- What is being asked:
Extract the passage of the Squire restaurant brunch review that runs from "Squire restaurant, Fairmont" up to and including "many cases, excess.", reproducing it word for word.

- Excerpted text:
################
Squire restaurant, Fairmont St Andrews, review - bottomless Sunday brunch in luxury hotel

Sunday ‘bottomless’ brunch is on the menu monthly at this upmarket Fife hotel.

If you think of brunch, what might spring to mind is avocado on toast, a fry up and a long, leisurely coffee. When you add bottomless to this brunch scenario, it immediately goes from a chilled out Saturday morning to an afternoon of celebration and, in many cases, excess.

I lived in Dubai for a number of years, where this bottomless brunch concept seems to have been created and, thanks to the sheer number of UK holiday-makers to the Emirate, has taken hold in Britain. Known as Friday brunch there, these vast buffets of world cuisine and all you can drink menus of cocktails, fizz, wines and spirits, are a must-visit for tourists and expats alike.
################
Labeled area outline entries
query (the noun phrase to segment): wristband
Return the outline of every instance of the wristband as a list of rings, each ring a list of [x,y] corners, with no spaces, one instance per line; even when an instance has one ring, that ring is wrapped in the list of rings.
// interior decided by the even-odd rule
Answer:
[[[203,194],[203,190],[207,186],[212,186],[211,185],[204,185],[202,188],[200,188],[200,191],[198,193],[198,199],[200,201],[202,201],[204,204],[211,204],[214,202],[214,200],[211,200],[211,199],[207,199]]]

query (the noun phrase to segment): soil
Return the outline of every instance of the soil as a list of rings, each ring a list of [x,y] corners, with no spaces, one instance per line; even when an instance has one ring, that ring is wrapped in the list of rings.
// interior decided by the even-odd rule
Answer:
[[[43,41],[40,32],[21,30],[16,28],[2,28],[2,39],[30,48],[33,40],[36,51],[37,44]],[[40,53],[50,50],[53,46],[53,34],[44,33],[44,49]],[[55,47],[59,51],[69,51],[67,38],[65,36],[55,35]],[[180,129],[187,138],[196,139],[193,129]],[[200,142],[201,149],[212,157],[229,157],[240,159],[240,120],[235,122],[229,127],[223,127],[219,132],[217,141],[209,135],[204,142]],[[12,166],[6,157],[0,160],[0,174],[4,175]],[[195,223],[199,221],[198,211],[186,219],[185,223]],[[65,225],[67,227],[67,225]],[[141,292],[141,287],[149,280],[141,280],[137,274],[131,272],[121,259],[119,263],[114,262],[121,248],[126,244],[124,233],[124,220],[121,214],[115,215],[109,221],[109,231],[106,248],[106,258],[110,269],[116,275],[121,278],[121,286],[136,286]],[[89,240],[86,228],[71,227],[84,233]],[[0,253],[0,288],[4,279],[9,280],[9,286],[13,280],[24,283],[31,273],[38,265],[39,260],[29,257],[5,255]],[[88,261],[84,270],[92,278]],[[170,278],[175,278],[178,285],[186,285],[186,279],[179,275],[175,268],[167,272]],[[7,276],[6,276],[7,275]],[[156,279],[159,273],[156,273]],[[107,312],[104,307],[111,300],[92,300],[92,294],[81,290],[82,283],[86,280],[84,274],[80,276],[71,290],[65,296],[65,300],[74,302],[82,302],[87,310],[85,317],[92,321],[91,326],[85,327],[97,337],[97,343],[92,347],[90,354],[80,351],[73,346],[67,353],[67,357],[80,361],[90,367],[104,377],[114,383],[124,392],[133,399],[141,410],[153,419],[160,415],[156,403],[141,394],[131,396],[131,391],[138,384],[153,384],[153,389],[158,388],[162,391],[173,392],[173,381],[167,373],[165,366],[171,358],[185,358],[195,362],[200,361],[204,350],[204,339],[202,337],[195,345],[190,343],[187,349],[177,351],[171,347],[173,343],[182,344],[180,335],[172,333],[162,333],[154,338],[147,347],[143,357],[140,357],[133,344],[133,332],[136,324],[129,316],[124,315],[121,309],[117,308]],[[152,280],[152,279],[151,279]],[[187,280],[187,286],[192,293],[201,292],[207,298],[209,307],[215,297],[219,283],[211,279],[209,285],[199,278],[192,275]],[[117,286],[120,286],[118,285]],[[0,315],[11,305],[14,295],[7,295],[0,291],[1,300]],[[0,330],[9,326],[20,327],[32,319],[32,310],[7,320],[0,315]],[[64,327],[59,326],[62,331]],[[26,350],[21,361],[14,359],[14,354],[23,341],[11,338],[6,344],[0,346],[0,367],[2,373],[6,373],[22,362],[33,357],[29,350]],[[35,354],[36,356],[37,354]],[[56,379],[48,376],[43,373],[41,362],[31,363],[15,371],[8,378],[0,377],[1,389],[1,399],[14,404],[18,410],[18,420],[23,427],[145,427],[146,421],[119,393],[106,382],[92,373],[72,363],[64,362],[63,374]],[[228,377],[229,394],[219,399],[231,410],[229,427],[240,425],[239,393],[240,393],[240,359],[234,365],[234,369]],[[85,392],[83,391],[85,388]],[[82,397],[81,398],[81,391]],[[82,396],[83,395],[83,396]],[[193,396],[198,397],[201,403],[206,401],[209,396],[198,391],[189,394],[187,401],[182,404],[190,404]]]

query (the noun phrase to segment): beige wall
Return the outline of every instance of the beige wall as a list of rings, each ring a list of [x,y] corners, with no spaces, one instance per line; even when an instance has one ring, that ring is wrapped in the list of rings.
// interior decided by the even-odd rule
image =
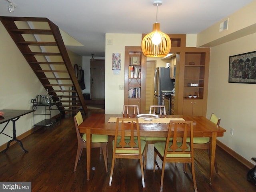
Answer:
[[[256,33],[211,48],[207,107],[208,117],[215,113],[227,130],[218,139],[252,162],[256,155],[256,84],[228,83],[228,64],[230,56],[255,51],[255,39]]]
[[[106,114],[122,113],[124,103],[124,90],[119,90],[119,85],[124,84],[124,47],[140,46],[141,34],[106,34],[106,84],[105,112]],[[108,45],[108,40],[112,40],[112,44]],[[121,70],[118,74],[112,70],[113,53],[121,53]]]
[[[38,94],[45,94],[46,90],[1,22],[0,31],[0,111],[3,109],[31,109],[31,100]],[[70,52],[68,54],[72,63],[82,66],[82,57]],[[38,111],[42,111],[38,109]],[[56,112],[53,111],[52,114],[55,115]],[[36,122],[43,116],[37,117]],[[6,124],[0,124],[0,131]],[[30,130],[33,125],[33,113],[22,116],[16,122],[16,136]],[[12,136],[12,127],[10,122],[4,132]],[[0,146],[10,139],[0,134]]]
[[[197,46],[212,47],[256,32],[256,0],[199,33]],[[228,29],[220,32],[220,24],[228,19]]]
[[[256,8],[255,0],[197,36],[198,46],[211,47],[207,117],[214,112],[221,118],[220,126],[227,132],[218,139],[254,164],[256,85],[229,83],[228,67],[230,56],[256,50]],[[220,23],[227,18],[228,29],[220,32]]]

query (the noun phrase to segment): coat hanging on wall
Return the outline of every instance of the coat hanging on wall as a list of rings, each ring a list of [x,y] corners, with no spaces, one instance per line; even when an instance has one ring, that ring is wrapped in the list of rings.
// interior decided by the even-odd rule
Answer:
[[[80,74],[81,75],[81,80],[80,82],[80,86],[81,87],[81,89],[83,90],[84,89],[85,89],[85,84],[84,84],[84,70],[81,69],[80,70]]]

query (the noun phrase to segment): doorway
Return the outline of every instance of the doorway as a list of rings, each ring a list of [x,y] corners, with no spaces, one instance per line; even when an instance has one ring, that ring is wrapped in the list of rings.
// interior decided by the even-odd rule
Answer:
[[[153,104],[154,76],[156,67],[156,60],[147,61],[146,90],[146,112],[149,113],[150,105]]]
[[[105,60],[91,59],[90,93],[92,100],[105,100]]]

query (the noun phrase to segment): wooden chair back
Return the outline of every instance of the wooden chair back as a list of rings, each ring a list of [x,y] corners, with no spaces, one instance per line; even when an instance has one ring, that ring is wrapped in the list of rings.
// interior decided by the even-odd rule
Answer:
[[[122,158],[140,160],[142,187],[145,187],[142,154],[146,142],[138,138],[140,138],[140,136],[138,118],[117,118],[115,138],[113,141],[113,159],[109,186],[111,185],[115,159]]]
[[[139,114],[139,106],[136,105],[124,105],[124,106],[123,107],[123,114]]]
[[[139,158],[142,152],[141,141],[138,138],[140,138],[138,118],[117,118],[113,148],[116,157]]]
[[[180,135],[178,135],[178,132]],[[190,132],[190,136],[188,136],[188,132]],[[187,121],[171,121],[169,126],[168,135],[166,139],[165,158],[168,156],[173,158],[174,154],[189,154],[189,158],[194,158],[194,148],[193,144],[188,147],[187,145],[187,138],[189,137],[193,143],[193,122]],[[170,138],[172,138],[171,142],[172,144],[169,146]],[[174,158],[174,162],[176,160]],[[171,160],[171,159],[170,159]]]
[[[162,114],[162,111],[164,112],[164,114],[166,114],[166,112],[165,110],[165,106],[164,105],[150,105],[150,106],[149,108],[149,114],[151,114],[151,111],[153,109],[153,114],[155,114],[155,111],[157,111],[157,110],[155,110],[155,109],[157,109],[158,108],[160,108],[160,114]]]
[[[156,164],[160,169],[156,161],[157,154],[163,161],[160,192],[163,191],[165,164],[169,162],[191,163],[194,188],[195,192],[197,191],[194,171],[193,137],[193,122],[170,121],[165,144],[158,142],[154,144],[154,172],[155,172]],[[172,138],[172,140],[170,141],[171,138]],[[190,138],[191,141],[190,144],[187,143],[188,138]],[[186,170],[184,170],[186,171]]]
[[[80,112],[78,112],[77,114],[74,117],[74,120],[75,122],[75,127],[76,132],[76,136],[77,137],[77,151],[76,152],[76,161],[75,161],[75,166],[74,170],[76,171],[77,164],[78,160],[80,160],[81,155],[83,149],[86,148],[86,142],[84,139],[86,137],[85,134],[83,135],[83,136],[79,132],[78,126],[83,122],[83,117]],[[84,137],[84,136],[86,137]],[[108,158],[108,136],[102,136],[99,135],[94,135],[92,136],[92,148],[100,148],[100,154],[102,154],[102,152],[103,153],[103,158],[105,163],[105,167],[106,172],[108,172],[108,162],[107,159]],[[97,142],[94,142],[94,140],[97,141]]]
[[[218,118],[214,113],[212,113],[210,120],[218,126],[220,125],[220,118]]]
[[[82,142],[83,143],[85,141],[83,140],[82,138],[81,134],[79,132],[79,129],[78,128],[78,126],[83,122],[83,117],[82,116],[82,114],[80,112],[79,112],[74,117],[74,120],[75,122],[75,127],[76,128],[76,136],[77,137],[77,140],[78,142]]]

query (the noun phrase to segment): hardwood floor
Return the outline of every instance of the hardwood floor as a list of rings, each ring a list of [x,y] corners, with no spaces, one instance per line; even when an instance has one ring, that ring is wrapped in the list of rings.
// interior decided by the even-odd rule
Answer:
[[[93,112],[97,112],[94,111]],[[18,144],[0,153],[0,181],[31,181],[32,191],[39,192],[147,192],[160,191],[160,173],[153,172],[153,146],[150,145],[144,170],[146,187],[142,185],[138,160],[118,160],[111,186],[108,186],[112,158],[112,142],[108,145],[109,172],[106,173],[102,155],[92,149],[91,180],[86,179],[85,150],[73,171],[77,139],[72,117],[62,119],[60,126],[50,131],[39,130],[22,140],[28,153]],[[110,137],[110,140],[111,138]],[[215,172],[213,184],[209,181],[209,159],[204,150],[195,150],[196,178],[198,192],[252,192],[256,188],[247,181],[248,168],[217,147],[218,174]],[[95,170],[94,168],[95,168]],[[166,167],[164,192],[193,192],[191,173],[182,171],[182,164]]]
################
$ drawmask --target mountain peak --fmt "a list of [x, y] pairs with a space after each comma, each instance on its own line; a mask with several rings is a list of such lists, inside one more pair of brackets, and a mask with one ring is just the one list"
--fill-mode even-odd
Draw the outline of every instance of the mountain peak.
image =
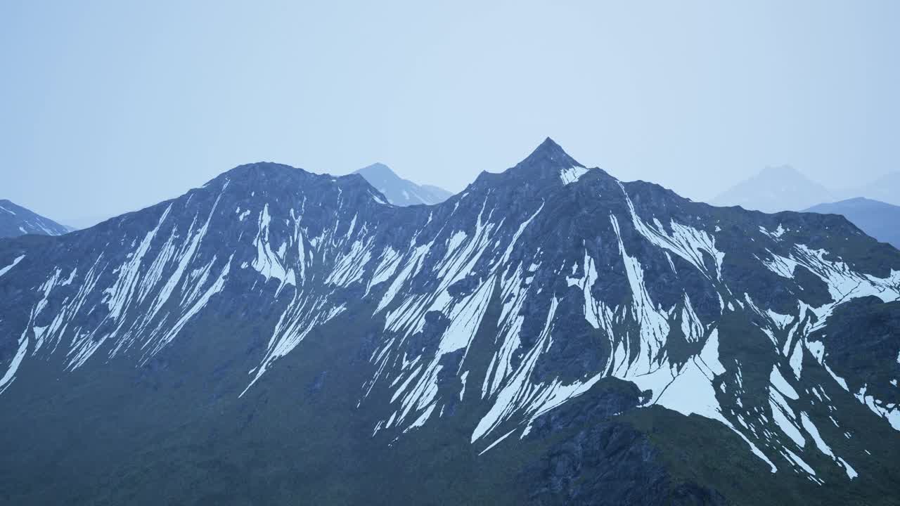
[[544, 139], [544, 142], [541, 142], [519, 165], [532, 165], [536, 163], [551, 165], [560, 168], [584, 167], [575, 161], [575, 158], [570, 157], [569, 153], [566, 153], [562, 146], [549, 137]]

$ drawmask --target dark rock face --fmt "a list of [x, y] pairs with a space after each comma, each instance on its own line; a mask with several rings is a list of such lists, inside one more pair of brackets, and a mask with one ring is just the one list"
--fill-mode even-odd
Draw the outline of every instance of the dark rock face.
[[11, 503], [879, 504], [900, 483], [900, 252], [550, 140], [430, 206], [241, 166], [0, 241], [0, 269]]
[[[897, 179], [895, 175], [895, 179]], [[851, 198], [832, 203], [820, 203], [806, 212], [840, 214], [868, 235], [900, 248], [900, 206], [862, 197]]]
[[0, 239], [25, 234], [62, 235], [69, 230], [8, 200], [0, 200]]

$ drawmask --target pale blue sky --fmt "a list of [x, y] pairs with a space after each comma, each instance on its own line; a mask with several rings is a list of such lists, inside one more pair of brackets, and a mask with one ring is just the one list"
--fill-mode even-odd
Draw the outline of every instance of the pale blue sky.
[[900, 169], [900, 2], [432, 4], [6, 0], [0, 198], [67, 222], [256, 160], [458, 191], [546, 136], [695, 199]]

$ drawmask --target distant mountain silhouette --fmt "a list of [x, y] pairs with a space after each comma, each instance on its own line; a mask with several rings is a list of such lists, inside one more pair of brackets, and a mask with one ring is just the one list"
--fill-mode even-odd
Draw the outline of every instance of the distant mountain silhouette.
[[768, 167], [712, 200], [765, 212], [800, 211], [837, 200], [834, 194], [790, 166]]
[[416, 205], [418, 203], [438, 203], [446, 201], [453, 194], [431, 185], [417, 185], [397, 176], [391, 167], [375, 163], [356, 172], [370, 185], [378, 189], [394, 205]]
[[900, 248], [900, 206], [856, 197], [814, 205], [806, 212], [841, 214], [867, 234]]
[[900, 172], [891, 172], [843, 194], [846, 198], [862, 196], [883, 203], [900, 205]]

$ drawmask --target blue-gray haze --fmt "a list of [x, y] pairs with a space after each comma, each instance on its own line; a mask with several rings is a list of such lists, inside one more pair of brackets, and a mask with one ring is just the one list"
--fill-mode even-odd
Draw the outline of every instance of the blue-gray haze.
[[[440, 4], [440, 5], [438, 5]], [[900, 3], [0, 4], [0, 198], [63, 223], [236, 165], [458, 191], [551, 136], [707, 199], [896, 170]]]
################
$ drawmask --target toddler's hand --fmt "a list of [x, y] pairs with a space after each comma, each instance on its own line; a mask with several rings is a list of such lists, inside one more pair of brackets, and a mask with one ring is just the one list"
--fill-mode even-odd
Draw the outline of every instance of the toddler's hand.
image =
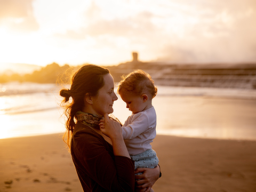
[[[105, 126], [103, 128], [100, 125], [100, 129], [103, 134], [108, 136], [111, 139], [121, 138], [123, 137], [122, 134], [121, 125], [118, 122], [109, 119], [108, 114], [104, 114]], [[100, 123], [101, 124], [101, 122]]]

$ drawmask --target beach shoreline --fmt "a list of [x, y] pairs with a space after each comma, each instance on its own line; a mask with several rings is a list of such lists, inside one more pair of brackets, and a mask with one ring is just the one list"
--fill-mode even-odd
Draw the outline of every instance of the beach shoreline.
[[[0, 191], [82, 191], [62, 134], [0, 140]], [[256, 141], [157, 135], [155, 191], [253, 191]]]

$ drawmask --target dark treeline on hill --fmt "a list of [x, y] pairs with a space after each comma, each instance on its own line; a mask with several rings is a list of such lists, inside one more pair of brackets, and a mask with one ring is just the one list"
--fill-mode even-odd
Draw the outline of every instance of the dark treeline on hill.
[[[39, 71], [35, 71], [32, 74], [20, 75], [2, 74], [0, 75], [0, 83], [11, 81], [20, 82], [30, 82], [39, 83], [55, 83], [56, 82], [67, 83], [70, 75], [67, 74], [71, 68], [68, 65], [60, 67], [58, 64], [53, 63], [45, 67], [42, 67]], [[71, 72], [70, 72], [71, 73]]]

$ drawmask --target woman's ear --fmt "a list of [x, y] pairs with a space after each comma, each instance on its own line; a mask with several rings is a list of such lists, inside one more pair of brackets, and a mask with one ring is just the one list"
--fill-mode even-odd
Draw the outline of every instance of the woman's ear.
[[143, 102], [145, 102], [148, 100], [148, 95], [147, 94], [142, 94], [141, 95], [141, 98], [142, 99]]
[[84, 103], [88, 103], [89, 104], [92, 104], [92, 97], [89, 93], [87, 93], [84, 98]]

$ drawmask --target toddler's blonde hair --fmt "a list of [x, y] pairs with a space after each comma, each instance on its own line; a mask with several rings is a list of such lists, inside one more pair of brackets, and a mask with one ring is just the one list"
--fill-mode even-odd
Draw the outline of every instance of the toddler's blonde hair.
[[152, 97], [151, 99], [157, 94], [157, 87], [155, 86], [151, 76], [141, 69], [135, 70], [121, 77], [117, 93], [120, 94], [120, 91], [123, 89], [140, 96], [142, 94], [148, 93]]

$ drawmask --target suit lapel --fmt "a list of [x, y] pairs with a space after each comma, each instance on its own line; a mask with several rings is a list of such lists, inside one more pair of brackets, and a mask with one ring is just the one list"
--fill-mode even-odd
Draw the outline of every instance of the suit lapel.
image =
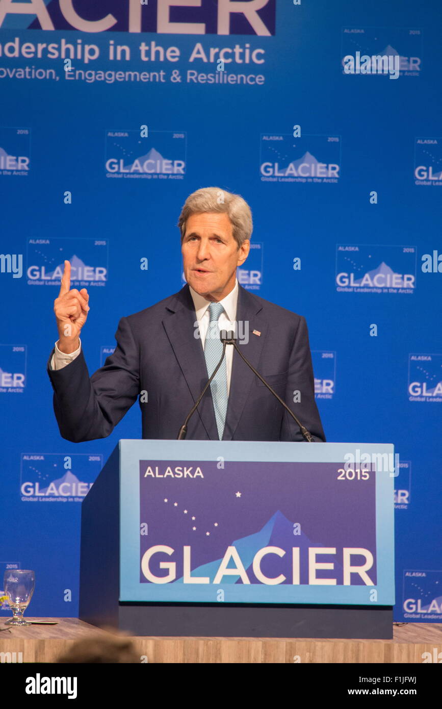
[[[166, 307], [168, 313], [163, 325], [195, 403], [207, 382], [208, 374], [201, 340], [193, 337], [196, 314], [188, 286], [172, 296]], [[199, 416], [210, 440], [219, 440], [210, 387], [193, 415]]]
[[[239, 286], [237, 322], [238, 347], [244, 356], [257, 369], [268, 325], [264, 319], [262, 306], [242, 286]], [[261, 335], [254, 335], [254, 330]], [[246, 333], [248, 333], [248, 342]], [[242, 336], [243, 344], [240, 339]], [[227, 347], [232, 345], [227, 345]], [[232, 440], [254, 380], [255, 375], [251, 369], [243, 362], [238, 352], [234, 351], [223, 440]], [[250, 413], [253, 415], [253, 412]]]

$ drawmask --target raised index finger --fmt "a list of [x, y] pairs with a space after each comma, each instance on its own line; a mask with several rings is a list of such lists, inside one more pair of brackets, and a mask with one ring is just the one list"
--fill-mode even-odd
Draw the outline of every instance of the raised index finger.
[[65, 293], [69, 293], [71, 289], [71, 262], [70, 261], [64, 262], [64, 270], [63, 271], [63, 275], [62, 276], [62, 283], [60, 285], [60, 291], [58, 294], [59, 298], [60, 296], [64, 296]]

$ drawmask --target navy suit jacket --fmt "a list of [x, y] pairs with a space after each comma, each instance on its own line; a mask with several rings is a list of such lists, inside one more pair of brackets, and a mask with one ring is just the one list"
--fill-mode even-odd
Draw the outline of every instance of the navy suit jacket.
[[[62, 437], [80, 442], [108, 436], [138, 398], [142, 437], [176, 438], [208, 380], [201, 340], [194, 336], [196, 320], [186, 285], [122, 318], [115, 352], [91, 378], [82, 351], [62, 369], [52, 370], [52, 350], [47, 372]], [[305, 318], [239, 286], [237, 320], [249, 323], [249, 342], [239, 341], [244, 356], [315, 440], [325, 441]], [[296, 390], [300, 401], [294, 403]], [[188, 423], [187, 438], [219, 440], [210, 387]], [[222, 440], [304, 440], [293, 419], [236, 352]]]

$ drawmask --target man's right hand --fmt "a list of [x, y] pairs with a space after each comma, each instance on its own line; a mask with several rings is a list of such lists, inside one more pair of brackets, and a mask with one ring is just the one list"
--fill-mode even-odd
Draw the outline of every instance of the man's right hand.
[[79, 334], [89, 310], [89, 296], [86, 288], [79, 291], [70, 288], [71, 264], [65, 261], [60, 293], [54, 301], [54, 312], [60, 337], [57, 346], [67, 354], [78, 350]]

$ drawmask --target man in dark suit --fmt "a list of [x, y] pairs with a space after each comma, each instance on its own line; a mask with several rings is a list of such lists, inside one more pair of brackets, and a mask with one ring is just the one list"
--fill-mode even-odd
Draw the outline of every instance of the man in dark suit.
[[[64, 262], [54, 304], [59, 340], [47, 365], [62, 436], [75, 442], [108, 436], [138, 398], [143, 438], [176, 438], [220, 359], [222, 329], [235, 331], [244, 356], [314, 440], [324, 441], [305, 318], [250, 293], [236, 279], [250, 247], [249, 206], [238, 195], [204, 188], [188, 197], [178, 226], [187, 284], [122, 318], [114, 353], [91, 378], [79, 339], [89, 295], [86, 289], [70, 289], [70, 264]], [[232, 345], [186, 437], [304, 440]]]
################
- Output below:
Squire restaurant, Fairmont St Andrews, review - bottomless Sunday brunch in luxury hotel

Sunday ‘bottomless’ brunch is on the menu monthly at this upmarket Fife hotel.

If you think of brunch, what might spring to mind is avocado on toast, a fry up and a long, leisurely coffee. When you add bottomless to this brunch scenario, it immediately goes from a chilled out Saturday morning to an afternoon of celebration and, in many cases, excess.